» Source extract:
..........

Solve the ODE $ \ \ y'''+y= \csc (x) \ $
Answer:
The homogeneous equation is
$ y'''+y=0 \ $
The auxiliary equation is
$ m^3+1=0 \\ \Rightarrow (m+1)(m^2-m+1)=0 \\ \Rightarrow m=-1, \ m= \frac{1 \pm \sqrt{3}i}{2}$
Thus the general solution is
$ \large y(x)=Ae^{-x}+ e^{\frac{1}{2}x} [B \cos (\frac{\sqrt{3}}{2}x)+C \sin (\frac{\sqrt{3}}{2}x)] \ $ ,
where $ A,B, C \ $ are arbitrary constants.
Now we have to find out the particular integral:
$ P.I.=\large \frac{1}{D^3+1} \csc (x) =\frac{1}{(D+1)(D^2-D+1)} \csc (x) $
But I am unable to evaluate it.

..........

» Location annotation dataset excerpts:
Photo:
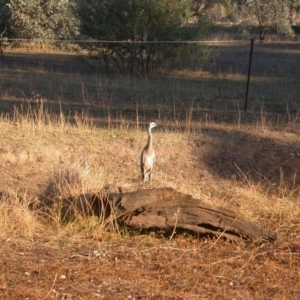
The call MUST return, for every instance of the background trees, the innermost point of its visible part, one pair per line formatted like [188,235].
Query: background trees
[148,31]
[38,19]
[270,16]
[141,25]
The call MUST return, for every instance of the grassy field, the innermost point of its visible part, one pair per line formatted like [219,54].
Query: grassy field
[66,131]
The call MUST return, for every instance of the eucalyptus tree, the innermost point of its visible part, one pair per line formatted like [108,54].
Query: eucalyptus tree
[270,15]
[41,19]
[150,30]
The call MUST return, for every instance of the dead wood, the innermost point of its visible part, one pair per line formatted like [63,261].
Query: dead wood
[166,209]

..........

» Goal of the exercise: Can you reproduce the differential equation post word for word, between "Now we have" and "to evaluate it.", inclusive?

» Answer to this exercise:
Now we have to find out the particular integral:
$ P.I.=\large \frac{1}{D^3+1} \csc (x) =\frac{1}{(D+1)(D^2-D+1)} \csc (x) $
But I am unable to evaluate it.